Listed records
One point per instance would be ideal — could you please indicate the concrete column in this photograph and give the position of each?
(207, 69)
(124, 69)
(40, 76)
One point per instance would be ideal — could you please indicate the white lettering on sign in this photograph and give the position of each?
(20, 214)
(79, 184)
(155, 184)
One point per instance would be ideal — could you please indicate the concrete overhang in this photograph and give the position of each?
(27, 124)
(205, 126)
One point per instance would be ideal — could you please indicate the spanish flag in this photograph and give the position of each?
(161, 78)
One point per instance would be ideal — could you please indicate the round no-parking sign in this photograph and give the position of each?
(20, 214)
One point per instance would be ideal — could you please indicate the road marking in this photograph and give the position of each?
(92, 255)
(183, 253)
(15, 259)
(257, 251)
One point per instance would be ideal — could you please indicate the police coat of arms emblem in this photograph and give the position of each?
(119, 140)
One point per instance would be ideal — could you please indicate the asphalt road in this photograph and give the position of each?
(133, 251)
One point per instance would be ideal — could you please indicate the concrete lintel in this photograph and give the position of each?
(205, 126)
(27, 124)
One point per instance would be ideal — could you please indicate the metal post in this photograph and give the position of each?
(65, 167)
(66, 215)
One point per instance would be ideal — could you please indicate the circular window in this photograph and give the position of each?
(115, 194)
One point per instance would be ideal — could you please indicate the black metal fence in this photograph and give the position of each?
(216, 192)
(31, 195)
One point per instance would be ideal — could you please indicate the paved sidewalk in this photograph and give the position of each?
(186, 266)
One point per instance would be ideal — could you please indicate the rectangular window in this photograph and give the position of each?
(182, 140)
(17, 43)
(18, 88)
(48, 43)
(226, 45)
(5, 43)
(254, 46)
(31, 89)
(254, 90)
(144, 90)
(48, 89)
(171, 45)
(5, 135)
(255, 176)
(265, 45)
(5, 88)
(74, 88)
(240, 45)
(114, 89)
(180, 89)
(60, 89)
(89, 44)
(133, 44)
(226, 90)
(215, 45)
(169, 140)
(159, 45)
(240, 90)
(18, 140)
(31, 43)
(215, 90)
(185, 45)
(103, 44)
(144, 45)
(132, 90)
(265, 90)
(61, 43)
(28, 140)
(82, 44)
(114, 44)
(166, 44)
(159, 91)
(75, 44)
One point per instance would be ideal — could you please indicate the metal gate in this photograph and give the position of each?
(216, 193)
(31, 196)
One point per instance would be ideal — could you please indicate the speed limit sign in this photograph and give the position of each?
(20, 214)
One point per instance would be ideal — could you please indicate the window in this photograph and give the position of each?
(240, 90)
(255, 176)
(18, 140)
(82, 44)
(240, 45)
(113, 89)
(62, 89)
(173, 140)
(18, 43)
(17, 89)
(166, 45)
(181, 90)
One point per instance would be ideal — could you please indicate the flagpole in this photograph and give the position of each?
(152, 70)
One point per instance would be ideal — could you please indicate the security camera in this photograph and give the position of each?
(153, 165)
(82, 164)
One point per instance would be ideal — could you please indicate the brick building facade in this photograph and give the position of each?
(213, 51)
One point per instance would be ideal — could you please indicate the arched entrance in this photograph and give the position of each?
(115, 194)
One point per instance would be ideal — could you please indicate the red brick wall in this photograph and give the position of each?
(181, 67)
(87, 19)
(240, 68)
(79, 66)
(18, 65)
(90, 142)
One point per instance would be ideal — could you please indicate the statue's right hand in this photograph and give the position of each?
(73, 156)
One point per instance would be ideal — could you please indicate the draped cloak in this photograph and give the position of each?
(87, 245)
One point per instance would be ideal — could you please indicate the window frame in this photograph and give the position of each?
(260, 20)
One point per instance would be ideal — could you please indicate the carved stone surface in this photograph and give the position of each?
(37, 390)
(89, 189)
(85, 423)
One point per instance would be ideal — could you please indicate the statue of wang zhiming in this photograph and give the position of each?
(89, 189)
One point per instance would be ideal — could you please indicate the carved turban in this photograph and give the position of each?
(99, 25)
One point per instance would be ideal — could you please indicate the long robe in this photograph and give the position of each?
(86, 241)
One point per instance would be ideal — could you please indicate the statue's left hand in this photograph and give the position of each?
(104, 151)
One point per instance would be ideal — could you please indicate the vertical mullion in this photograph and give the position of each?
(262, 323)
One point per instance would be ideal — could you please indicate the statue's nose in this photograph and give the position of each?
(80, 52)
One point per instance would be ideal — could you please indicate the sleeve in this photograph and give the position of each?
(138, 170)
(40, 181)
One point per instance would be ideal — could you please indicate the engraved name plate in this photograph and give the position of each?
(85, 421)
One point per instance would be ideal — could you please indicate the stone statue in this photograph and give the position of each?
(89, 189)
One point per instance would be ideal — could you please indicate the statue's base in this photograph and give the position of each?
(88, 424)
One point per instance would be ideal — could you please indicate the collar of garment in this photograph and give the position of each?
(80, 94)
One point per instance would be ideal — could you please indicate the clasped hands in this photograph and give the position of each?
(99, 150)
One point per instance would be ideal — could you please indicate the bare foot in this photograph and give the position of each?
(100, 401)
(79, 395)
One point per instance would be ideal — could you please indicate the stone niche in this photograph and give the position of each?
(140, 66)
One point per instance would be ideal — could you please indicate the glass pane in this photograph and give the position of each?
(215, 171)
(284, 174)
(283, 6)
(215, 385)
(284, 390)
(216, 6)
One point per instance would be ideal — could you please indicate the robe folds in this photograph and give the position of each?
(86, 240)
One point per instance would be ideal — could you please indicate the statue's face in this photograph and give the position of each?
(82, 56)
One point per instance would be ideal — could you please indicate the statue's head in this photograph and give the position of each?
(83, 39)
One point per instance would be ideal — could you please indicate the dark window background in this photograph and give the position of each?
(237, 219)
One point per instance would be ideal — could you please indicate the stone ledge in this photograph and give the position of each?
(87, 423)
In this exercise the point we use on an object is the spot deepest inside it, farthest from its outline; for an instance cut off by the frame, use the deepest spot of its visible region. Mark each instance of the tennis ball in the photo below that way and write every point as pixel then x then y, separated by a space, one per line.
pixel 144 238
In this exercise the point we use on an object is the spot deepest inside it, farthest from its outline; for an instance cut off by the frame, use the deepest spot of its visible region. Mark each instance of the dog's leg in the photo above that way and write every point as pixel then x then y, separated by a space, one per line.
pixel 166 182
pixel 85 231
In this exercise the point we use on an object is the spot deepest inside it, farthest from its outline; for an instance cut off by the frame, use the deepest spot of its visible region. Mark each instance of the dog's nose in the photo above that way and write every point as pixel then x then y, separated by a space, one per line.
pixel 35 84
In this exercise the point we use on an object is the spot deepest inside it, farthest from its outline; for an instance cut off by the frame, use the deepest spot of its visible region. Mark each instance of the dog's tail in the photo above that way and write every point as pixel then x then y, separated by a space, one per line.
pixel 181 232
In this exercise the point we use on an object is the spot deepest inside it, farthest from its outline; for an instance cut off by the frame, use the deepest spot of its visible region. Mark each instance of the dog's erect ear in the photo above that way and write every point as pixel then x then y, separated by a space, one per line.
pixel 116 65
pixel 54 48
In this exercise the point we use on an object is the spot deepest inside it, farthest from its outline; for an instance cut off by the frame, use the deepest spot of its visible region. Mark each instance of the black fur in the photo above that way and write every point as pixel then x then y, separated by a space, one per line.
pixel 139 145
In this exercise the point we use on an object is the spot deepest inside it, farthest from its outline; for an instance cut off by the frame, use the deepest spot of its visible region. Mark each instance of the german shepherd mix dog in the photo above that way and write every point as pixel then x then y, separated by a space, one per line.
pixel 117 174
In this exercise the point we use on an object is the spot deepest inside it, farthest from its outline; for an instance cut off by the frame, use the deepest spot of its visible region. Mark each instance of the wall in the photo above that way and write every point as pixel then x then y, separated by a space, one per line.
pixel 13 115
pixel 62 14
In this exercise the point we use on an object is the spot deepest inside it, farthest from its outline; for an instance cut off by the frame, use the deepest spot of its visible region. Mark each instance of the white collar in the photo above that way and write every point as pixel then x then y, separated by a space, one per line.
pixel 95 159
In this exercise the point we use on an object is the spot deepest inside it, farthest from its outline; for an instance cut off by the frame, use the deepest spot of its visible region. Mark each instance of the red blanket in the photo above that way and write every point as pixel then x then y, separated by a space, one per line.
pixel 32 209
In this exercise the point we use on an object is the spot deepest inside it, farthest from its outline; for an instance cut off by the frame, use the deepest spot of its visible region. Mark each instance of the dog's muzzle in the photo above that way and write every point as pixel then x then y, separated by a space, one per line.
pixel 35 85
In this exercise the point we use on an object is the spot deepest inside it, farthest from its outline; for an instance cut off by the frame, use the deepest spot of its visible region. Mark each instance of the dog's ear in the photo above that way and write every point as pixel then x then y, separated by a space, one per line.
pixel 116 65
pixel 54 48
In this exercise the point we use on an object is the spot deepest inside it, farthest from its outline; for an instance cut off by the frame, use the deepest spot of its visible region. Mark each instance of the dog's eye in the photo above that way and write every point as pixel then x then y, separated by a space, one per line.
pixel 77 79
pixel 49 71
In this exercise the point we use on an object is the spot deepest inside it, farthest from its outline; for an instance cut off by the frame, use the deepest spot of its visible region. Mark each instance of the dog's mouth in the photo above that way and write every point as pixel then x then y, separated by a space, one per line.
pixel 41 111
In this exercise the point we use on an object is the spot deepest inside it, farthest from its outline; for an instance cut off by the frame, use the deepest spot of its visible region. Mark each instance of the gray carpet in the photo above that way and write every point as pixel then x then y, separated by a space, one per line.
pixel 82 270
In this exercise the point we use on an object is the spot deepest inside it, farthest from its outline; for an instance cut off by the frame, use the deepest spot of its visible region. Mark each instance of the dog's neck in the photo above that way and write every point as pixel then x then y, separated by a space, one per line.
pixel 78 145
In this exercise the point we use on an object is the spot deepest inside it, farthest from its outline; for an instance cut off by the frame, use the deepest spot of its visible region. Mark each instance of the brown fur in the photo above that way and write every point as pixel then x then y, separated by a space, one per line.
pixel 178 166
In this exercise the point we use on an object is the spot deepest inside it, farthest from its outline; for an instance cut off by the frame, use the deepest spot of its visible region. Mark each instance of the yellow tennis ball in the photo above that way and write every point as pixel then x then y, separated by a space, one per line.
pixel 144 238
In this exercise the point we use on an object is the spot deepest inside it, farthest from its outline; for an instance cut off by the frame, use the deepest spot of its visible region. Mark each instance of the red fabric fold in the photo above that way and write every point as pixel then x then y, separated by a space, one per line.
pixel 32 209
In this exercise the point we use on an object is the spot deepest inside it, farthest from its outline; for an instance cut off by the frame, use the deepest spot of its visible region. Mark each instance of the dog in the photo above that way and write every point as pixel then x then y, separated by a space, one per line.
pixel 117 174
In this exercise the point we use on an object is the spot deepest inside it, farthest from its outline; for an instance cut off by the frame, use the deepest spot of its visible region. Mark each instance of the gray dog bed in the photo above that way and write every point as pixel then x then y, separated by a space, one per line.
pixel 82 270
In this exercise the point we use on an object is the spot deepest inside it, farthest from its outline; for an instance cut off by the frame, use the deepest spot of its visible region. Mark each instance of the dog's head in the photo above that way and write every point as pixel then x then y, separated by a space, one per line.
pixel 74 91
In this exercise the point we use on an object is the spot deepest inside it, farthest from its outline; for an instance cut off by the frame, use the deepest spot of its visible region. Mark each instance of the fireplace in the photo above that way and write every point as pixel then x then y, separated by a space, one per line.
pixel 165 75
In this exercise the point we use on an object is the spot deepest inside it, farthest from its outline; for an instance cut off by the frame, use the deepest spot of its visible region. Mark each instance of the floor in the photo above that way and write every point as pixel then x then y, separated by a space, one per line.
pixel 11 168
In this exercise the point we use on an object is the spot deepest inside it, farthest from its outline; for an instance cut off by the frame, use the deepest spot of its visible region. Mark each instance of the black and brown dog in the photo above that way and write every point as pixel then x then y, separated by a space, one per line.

Exercise requirements
Please rewrite the lines of the material starting at the line that contains "of the wall" and ending at the line that contains "pixel 62 14", replacing "outline" with "edge" and changing nothing else.

The reply
In this exercise the point we use on an object is the spot deepest inside it, farthest from its edge; for an instance cut off by the frame, use the deepest spot of its visible region. Mark each instance of the wall in the photo above that way and write every point as pixel then x then y, separated by a space, one per line.
pixel 13 115
pixel 62 14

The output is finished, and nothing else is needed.